■ **EXERCISE INSTRUCTIONS**:
Write the next part of the passage on the SummarizedExperiment and RangedSummarizedExperiment classes, picking up after its final sentence.

■ **SELECTED PASSAGE**:
Both SummarizedExperiment and RangedSummarizedExperiment are designed to hold all the information you need for RNASeq and genomic analysis in one object: - Assay Data: Your gene expression counts. - Row Metadata: Information about genes or genomic features (like gene IDs or symbols). - Column Metadata: Sample information, such as treatment conditions or time points.

By using these classes, you don’t have to manage separate files for each type of data. Everything is stored in a single, well-organized object.

2. Easy to Manipulate and Query

These classes allow you to easily access and manipulate the different types of data: - You can quickly filter genes based on expression levels or metadata. - You can subset samples based on treatment or experimental conditions. - With RangedSummarizedExperiment, you can even subset by genomic coordinates, allowing you to focus on specific regions of the genome.

For example, suppose you want to analyze only genes located on a particular chromosome or region. RangedSummarizedExperiment makes this kind of genomic subsetting straightforward.

3. Seamless Integration with Bioconductor Tools

Both classes are part of the Bioconductor ecosystem, which means they integrate smoothly with many tools designed for biological data analysis. For example: - The DESeq2 package for differential expression analysis works directly with these classes. - Visualization tools like ggplot2 can easily handle data from these objects.

This means that by learning these classes, you’re preparing yourself to work with a wide range of powerful tools in bioinformatics.

4. Reproducibility and Collaboration

Because these objects store data in a consistent format, it’s easy to share your analysis with others: - Your collaborators can load the exact same dataset with all the metadata intact. - Your workflows become reproducible, since everything is stored in one object, minimizing the risk of losing or misplacing parts of the dataset.

5. A Beginner-Friendly Start

Although these classes may sound complex, they are beginner-friendly. Instead of juggling multiple data frames and files, you only need to learn how to work with one object that holds all the necessary information. The ability to access, filter, and modify the data using simple commands makes it an excellent entry point for biologists starting with R.

■ **SUPPLIED INFORMATION**:
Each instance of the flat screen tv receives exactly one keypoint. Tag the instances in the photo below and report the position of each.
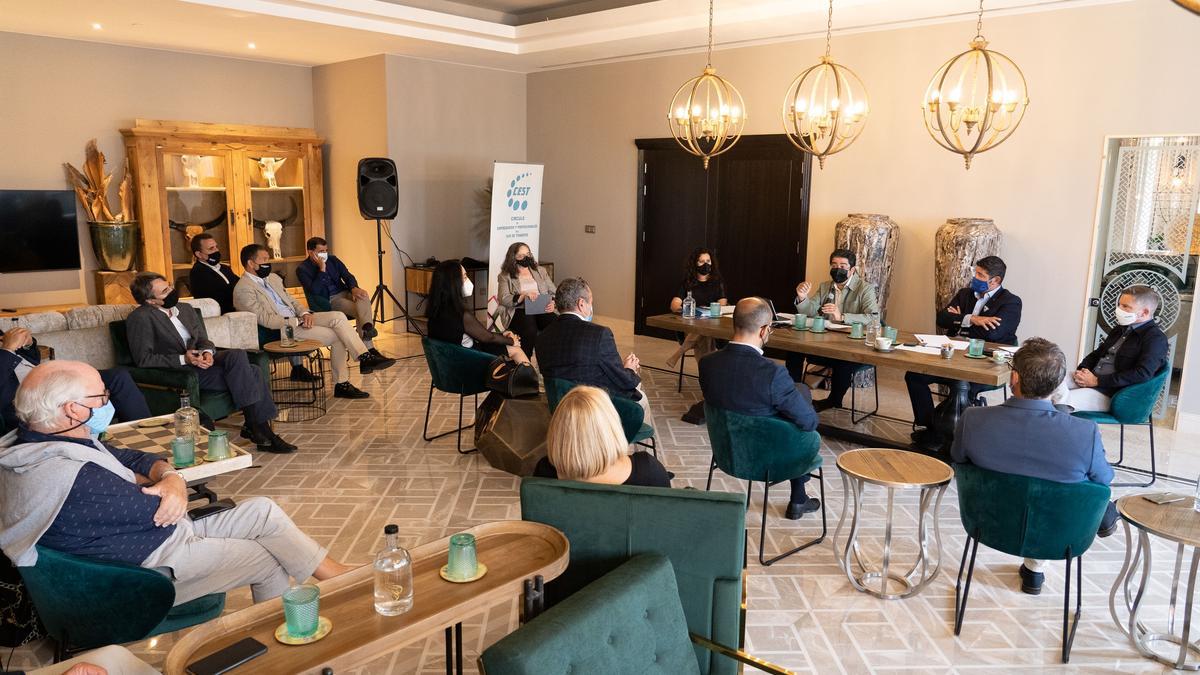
(39, 231)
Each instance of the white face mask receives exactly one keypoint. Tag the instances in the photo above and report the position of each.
(1123, 317)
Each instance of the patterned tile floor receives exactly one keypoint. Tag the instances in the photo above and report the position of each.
(365, 465)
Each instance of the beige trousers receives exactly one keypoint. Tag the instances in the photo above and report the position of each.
(333, 329)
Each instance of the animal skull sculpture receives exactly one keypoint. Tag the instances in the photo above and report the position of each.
(269, 166)
(274, 231)
(191, 165)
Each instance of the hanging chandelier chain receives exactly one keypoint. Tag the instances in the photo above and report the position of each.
(709, 33)
(829, 29)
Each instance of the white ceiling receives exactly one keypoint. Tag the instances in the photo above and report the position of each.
(480, 33)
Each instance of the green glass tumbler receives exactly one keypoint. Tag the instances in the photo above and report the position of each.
(462, 563)
(300, 609)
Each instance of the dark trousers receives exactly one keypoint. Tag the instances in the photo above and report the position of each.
(528, 327)
(233, 372)
(922, 399)
(126, 396)
(839, 381)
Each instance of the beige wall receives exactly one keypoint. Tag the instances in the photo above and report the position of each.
(1111, 69)
(59, 93)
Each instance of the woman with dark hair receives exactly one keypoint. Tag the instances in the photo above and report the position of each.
(453, 321)
(521, 280)
(702, 279)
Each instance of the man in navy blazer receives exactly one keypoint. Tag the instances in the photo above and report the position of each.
(1027, 436)
(739, 378)
(580, 351)
(985, 310)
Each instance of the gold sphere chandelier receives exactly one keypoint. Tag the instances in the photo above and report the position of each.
(976, 100)
(825, 108)
(707, 113)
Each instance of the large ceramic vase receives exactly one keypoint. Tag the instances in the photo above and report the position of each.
(874, 239)
(957, 246)
(115, 244)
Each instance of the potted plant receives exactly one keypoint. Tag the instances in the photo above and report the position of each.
(114, 238)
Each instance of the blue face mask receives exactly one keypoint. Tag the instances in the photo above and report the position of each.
(97, 423)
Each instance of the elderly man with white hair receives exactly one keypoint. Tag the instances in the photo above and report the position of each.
(63, 489)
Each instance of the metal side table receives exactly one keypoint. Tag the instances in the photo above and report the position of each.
(894, 470)
(1177, 523)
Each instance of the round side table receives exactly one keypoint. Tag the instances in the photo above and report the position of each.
(1177, 523)
(298, 400)
(892, 470)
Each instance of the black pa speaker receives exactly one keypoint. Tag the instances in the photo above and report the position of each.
(378, 192)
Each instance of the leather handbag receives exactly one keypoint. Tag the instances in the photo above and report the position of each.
(510, 378)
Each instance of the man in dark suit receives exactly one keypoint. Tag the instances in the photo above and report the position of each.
(741, 380)
(19, 354)
(1133, 353)
(1027, 436)
(575, 348)
(166, 333)
(210, 278)
(985, 311)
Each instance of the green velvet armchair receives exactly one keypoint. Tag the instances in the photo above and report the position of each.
(88, 603)
(454, 369)
(627, 622)
(1132, 406)
(702, 533)
(633, 416)
(162, 387)
(1027, 518)
(769, 449)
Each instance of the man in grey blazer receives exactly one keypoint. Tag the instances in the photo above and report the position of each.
(166, 333)
(1027, 436)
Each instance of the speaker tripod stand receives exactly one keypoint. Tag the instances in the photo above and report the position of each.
(382, 293)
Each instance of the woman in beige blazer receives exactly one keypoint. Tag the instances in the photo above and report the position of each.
(521, 280)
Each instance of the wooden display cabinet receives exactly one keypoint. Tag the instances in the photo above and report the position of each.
(196, 177)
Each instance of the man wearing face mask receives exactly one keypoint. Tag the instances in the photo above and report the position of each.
(263, 293)
(739, 378)
(329, 286)
(166, 333)
(846, 298)
(1133, 353)
(210, 278)
(580, 351)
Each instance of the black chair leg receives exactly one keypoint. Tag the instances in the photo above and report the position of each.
(762, 530)
(960, 599)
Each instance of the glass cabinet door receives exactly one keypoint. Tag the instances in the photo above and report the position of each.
(197, 199)
(279, 209)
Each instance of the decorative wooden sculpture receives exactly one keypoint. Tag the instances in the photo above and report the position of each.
(957, 246)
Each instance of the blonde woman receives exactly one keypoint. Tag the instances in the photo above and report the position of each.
(586, 442)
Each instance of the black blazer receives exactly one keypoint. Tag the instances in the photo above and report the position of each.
(1139, 358)
(154, 341)
(1005, 304)
(741, 380)
(208, 284)
(585, 353)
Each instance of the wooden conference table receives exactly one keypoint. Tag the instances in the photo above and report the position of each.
(513, 550)
(837, 344)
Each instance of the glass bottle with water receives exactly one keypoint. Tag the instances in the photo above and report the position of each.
(873, 330)
(394, 577)
(187, 419)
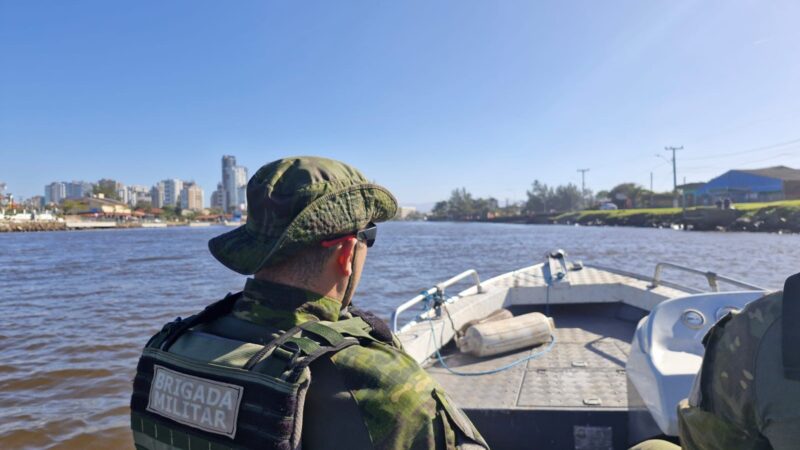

■ **ANSWER BOX**:
In summary, SummarizedExperiment and RangedSummarizedExperiment provide a convenient, organized, and powerful way to manage, analyze, and visualize your biological data in R. They help you focus on the biological questions rather than the data handling, making your research more efficient, reproducible, and scalable.

Filter out lowly expressed genes

# Filter out genes with low expression. In this case we require that the sum
# exoression values of each gene across all samples is at least 10.
my_airway_dataset <- airway
my_airway_dataset <- my_airway_dataset[rowSums(assay(my_airway_dataset)) > 10,]

4. Differential Expression Analysis

The core of RNASeq analysis is identifying genes that are differentially expressed under different conditions. In this section, we will use DESeq2 for the analysis.

# Create a DESeq2 object (DESeqDataSet) from the count matrix and metadata.
dds <- DESeq2::DESeqDataSet(se = my_airway_dataset,
                                      design = ~dex)

# Run the DESeq pipeline for differential expression analysis
dds <- DESeq(dds)
vsd <- vst(dds, blind = T)

# Extract the results table, which contains log2 fold changes and p-values
results <- DESeq2::results(dds) %>% as.data.frame()

# Add significance column based on log2FoldChange and adjusted p-value
results <- results %>% 
  tibble::add_column(significance = 
    if_else(.$log2FoldChange > 1 & .$padj < 0.05, "upregulated", 
    if_else(.$log2FoldChange < -1 & .$padj < 0.05, "downregulated", "not significant")))

# Remove rows with missing values
results <- na.omit(results)

# Add gene symbols to the results using Ensembl gene IDs
results <- results %>% tibble::add_column(ensembl_gene_id = rownames(.)) %>%
  left_join(my_airway_featureData, by = c("ensembl_gene_id"))

# Select relevant columns and arrange by adjusted p-value
results <- results %>% dplyr::select(ensembl_gene_id,
                                     gene_symbol,
                                     baseMean,
                                     log2FoldChange,
                                     padj,
                                     lfcSE,
                                     stat,
                                     pvalue,
                                     significance) %>%
  arrange(padj)

# Display the results in an interactive table
DT::datatable(results, 
              filter = "top",
              extensions = c('Buttons', 'ColReorder'),
              options = list(dom = 'Bfrtip',
                             buttons = c('copy', 'csv', 'excel', 'pdf', 'print'),
                             colReorder = TRUE))

Explanation

DESeq2 Object: We first create a DESeqDataSet object that encapsulates the count data, metadata, and experimental design (in this case, the design is ~dex, indicating the treatment).
Differential Expression: The DESeq function runs the analysis, and we extract results that include fold changes and statistical significance.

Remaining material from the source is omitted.